Reproduce word for word the lines of the listing from the first one through the one with "Field-scouting task: mark every instance of the cluster of white", omitting every picture.

---------------

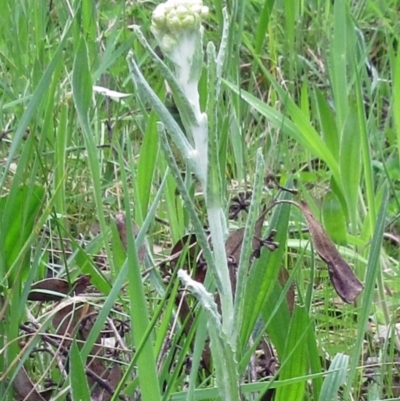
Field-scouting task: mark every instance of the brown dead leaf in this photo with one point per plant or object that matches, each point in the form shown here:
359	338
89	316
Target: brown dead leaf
346	284
24	387
58	287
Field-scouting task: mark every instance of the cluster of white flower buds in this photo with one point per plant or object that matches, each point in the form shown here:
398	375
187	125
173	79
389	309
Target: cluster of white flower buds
176	15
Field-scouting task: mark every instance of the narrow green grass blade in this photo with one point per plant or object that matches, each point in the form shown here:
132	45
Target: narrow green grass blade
262	26
77	376
396	98
338	62
295	362
147	162
336	377
34	103
350	149
298	128
372	273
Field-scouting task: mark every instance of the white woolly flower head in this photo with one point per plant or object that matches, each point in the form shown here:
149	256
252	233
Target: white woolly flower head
174	19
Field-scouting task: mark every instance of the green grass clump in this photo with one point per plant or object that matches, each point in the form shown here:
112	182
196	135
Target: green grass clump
304	96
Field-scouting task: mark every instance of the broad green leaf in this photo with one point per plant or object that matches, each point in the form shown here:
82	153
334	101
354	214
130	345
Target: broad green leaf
18	213
264	274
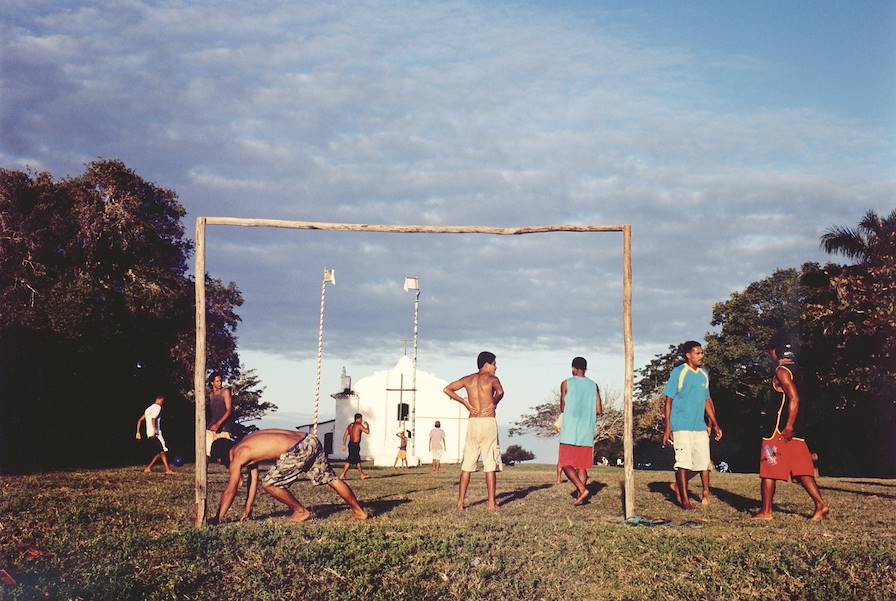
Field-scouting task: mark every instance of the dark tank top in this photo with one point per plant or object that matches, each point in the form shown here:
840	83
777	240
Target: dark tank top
781	410
217	408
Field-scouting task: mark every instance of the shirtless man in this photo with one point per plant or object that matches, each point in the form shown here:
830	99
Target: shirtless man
784	454
352	436
484	391
297	455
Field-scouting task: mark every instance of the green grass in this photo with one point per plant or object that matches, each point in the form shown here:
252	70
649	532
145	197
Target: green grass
121	534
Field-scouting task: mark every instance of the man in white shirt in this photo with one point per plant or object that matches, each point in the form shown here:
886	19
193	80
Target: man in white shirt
154	438
437	446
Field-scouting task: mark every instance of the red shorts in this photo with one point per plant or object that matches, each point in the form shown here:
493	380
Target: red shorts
580	458
783	460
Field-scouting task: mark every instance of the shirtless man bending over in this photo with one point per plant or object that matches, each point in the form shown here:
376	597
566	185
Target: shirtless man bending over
297	454
483	393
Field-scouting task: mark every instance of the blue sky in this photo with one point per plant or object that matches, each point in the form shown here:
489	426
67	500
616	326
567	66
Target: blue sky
729	134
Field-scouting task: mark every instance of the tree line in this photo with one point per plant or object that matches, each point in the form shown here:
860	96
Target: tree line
842	318
97	317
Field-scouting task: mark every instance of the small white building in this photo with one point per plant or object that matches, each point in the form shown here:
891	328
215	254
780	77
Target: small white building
384	399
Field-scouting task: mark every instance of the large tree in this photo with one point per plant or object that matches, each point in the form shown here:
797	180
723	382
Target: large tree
97	316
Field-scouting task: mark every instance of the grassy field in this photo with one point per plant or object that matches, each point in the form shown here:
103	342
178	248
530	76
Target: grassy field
122	534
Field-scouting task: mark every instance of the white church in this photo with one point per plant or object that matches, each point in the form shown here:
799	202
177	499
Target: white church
384	399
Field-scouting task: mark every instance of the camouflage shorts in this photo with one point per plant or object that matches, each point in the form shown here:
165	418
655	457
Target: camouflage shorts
306	458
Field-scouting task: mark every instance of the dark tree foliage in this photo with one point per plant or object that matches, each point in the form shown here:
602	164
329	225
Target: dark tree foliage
97	317
246	393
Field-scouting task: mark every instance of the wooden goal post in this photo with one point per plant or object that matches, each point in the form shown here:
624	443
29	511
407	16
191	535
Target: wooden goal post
199	368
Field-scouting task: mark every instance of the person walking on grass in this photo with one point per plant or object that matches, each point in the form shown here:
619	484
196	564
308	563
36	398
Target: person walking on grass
154	439
437	446
402	454
298	455
484	391
580	405
687	402
784	455
352	436
220	409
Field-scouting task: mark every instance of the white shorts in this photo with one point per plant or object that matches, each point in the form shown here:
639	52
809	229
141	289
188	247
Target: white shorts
691	450
211	437
482	441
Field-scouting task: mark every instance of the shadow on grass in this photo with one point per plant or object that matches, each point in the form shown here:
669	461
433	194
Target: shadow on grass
405	492
858	492
513	495
378	476
870	483
320	512
662	487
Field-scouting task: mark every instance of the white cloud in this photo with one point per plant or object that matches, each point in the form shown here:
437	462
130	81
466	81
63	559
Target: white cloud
449	113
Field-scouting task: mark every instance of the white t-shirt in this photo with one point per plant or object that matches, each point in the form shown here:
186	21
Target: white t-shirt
436	438
153	421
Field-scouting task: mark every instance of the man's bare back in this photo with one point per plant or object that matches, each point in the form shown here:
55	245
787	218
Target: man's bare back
483	389
265	445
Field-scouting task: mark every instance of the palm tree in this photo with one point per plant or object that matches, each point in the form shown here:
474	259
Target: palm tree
871	241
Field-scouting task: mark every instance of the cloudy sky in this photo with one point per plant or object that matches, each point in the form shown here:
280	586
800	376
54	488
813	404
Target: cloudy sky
729	134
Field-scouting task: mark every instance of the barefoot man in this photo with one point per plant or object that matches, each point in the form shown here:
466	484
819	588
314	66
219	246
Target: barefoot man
298	455
784	455
352	435
483	393
580	404
687	401
154	439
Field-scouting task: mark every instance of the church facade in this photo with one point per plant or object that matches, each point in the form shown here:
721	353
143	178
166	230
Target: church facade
384	399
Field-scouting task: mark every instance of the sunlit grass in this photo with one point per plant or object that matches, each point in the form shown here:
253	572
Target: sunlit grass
122	534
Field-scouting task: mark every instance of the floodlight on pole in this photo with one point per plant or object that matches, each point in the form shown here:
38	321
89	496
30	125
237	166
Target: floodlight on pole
329	278
412	284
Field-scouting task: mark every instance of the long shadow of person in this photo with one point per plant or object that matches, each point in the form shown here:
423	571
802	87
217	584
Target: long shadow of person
593	488
742	503
865	493
320	512
513	495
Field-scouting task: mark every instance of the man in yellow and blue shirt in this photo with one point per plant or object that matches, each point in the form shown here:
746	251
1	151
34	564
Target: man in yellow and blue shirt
687	402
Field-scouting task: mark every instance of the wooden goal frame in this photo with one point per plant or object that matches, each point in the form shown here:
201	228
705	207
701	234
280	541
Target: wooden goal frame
199	374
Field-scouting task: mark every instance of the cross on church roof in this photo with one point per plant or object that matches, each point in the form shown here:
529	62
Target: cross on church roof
401	390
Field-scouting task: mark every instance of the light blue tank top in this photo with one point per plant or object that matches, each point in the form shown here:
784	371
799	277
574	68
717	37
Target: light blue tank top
580	412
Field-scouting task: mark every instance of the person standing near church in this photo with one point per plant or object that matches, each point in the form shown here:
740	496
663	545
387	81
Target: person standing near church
402	454
784	454
351	441
580	404
154	439
687	407
484	391
437	446
220	408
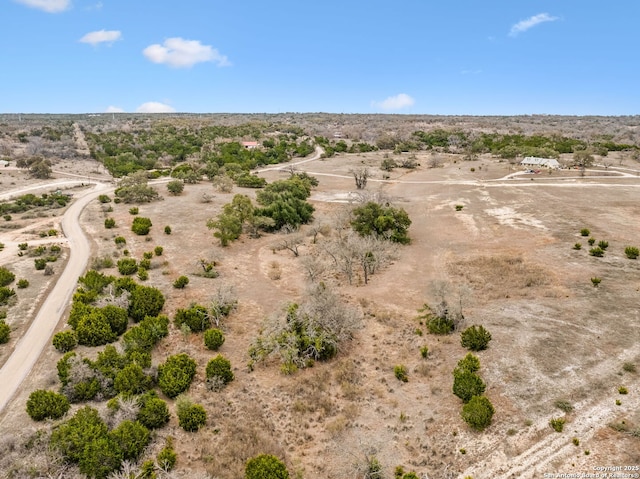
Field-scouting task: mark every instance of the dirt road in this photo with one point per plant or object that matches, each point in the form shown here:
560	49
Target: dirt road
28	349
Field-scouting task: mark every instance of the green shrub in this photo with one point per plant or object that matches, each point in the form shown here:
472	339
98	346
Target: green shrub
153	412
85	441
6	294
145	301
597	252
219	368
467	384
132	380
175	374
131	438
478	412
181	282
475	338
5	332
141	225
440	326
266	466
563	405
65	341
191	417
213	339
6	276
44	404
557	424
196	317
400	372
127	266
167	457
94	329
469	363
632	252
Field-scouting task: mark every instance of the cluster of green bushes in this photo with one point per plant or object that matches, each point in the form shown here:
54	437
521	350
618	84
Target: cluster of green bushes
331	147
94	326
30	201
477	411
125	152
505	145
280	203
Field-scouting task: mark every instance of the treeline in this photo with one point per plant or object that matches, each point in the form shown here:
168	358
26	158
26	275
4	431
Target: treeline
162	145
501	145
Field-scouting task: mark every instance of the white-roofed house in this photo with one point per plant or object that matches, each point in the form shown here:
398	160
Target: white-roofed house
535	162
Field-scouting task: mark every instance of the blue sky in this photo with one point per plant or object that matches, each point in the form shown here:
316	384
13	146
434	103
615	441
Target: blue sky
495	57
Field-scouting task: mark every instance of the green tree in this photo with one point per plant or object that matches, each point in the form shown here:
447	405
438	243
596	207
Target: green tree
134	188
132	380
145	301
131	438
141	225
94	330
6	276
467	384
181	282
475	338
127	266
43	404
385	222
153	412
478	412
213	339
220	367
228	226
175	374
65	341
265	466
191	417
175	187
196	317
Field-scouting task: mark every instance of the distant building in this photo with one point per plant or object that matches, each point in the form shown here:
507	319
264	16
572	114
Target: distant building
534	162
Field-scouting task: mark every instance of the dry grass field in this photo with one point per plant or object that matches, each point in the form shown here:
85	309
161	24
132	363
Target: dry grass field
507	255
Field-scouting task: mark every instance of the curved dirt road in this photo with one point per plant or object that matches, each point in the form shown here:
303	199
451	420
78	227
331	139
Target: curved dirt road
28	349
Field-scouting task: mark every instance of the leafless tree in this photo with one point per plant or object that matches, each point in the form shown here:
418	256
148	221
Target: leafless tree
361	175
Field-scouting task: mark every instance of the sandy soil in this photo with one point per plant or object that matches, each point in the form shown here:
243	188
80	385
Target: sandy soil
555	336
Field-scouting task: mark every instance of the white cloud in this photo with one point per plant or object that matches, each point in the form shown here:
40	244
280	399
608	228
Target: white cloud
101	36
155	107
50	6
180	53
397	102
524	25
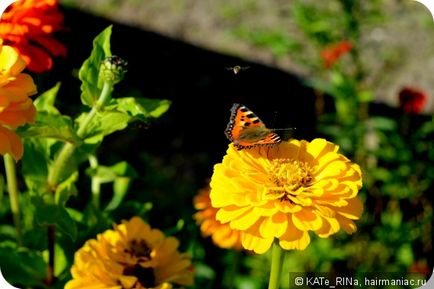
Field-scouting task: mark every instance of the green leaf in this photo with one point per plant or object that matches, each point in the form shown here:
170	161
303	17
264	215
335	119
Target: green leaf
104	123
66	189
21	265
91	84
52	214
35	164
121	174
45	102
49	125
365	96
143	108
60	261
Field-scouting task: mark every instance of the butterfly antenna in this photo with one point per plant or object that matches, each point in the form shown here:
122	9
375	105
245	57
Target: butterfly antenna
289	128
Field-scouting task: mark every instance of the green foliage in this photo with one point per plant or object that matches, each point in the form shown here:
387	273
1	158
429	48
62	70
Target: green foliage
56	148
91	82
22	265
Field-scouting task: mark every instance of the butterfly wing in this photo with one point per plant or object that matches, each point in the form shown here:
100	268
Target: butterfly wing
246	130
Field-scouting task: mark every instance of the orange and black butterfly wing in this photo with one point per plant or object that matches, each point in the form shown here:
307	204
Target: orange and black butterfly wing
246	130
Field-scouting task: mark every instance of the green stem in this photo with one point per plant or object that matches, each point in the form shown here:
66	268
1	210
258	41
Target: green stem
11	178
51	234
96	185
60	163
276	266
101	102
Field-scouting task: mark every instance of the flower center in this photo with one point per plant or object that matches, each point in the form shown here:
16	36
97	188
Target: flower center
139	249
289	177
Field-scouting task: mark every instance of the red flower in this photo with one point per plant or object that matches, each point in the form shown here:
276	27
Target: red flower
28	26
412	100
333	52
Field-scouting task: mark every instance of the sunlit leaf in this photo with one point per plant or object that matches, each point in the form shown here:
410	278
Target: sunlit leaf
104	123
89	72
66	189
48	125
143	108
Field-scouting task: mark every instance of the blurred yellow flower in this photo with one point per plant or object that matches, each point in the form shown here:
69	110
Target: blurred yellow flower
221	234
286	191
132	256
16	108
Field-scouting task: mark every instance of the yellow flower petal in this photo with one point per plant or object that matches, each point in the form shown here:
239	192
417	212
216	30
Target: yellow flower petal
285	191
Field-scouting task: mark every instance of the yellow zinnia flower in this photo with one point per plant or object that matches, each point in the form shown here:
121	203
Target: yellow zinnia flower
221	234
285	191
16	108
132	256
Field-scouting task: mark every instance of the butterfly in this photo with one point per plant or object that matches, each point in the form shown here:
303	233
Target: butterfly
237	68
246	130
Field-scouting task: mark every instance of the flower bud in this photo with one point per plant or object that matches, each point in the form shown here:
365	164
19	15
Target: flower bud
113	69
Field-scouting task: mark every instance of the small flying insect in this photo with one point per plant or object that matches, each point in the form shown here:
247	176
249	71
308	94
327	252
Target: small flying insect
237	68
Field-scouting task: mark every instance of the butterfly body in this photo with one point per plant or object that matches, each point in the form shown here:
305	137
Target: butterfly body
237	68
246	130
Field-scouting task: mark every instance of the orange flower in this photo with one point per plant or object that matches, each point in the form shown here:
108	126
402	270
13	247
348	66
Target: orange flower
221	234
333	52
16	108
412	100
28	26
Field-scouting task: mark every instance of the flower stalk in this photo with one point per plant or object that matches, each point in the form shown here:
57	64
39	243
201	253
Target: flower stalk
276	266
11	178
68	149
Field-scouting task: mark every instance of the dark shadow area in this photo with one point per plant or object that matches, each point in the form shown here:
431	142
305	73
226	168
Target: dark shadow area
198	83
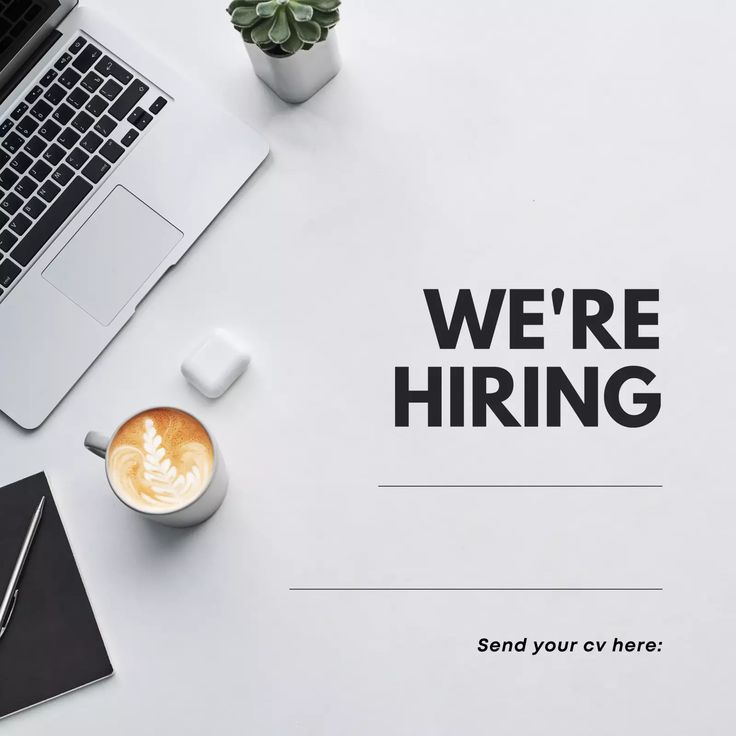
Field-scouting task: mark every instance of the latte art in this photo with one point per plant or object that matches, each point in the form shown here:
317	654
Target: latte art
160	460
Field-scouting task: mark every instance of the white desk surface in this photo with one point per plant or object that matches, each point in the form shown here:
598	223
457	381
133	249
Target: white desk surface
501	144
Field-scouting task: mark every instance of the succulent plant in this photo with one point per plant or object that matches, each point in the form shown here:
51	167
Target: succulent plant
283	27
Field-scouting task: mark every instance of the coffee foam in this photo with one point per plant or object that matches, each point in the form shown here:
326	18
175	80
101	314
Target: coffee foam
160	460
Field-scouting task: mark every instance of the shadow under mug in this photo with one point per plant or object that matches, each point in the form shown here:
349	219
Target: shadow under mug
196	510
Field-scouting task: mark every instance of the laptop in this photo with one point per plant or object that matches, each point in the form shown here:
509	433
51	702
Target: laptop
110	167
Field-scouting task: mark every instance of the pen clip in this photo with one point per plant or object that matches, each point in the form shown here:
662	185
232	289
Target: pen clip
4	624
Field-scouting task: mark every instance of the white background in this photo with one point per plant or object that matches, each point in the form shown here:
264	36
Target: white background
478	144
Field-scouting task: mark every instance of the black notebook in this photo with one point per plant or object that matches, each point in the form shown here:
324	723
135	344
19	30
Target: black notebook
52	644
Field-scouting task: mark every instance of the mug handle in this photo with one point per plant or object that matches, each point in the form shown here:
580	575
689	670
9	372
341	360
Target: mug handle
97	443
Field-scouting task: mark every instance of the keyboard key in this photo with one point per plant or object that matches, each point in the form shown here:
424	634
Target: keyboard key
34	94
77	45
77	98
69	138
96	169
8	177
129	137
49	130
107	67
77	158
91	142
40	170
133	117
96	106
63	113
19	224
86	58
21	162
41	110
157	105
63	174
125	103
7	239
11	204
26	186
62	61
48	78
111	89
12	142
27	126
82	121
34	207
54	154
9	272
69	78
105	125
48	191
51	220
35	147
55	94
19	111
143	120
111	150
91	82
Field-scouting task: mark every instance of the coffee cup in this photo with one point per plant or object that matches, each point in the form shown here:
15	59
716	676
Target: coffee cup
164	464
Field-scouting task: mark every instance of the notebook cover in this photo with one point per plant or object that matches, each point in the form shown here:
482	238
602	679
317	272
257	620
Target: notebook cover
52	644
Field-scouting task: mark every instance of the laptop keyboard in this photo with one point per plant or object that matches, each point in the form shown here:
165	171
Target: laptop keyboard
65	133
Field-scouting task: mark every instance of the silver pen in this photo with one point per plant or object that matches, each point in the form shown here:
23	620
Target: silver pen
11	593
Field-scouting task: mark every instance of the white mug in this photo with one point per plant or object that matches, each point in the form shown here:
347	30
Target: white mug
198	509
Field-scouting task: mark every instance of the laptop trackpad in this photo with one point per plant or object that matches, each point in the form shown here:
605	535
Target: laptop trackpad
112	255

---------------

■ Exercise output ■
Field-scouting task: mark every instance of the brown dead leaf in this photo with one point per plant or object that matches, each point in the form shown here:
359	338
89	316
Target: brown dead leaf
346	284
24	387
58	287
Field-scouting task: mark every instance of the cluster of white flower buds in this photo with one point per plant or object that matches, each point in the form shown here:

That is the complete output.